▸ **WHAT THE TASK REQUIRES**: Reproduce the items below word for word, beginning with the line that contains "Expected behaviour: for every instance of the apple" and continuing through the end of the items, both included.

▸ **MATERIAL TO PROCESS**:
## Start
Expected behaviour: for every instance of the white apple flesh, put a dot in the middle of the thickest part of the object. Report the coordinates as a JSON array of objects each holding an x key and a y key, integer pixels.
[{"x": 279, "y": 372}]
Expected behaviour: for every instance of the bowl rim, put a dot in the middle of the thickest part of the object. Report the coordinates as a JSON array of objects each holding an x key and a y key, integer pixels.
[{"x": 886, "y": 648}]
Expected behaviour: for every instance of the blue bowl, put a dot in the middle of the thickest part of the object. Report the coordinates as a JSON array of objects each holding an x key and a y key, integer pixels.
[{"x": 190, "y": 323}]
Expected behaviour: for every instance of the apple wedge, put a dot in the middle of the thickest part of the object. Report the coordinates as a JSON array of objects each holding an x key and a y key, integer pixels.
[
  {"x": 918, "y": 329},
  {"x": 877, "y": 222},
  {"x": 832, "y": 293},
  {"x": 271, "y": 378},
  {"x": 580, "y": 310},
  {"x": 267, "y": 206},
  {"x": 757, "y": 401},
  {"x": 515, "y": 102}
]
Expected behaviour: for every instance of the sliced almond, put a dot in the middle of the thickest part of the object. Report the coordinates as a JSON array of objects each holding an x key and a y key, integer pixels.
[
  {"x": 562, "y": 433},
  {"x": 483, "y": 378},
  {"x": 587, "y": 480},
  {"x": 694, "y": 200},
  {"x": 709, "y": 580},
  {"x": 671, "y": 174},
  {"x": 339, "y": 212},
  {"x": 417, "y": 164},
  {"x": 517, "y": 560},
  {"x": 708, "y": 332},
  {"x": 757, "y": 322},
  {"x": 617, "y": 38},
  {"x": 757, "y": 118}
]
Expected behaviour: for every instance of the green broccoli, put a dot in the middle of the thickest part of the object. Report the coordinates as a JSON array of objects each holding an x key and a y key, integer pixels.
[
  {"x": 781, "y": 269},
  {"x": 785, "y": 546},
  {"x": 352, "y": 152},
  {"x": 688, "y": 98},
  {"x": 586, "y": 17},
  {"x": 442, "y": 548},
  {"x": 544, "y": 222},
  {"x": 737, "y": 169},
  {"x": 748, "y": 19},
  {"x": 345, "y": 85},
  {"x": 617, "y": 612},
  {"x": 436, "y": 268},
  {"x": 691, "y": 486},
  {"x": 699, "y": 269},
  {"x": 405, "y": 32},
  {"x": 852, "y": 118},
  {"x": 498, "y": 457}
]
## End
▸ **EXPECTED OUTPUT**:
Expected behaviour: for every instance of the apple wedge, put a dot in the middle of the thickest part of the object. Report the coordinates as a JSON array of objects each holding an x key and a y key, integer pixels.
[
  {"x": 918, "y": 329},
  {"x": 877, "y": 222},
  {"x": 832, "y": 293},
  {"x": 271, "y": 378},
  {"x": 580, "y": 310},
  {"x": 267, "y": 206},
  {"x": 757, "y": 401},
  {"x": 515, "y": 102}
]
Expected behaviour: for every instance of the sliced almond, put a dot in the middle of the thickest part of the object. Report the coordinates as a JSON array of objects each holding an x key and a y key, integer pixels.
[
  {"x": 562, "y": 433},
  {"x": 483, "y": 378},
  {"x": 587, "y": 480},
  {"x": 694, "y": 200},
  {"x": 709, "y": 580},
  {"x": 671, "y": 174},
  {"x": 339, "y": 212},
  {"x": 417, "y": 164},
  {"x": 517, "y": 560},
  {"x": 708, "y": 332},
  {"x": 757, "y": 322},
  {"x": 617, "y": 38},
  {"x": 757, "y": 118}
]
Expected behaviour: for every instance of the green broccoli, put a dot in the middle of the thickest part of the object. Report the coordinates as a JSON array of objects each holding an x key and a y key, integer pixels.
[
  {"x": 781, "y": 269},
  {"x": 785, "y": 546},
  {"x": 352, "y": 152},
  {"x": 688, "y": 98},
  {"x": 586, "y": 17},
  {"x": 442, "y": 548},
  {"x": 544, "y": 222},
  {"x": 737, "y": 169},
  {"x": 748, "y": 19},
  {"x": 345, "y": 85},
  {"x": 617, "y": 612},
  {"x": 436, "y": 268},
  {"x": 691, "y": 486},
  {"x": 699, "y": 269},
  {"x": 405, "y": 32},
  {"x": 852, "y": 118},
  {"x": 498, "y": 457}
]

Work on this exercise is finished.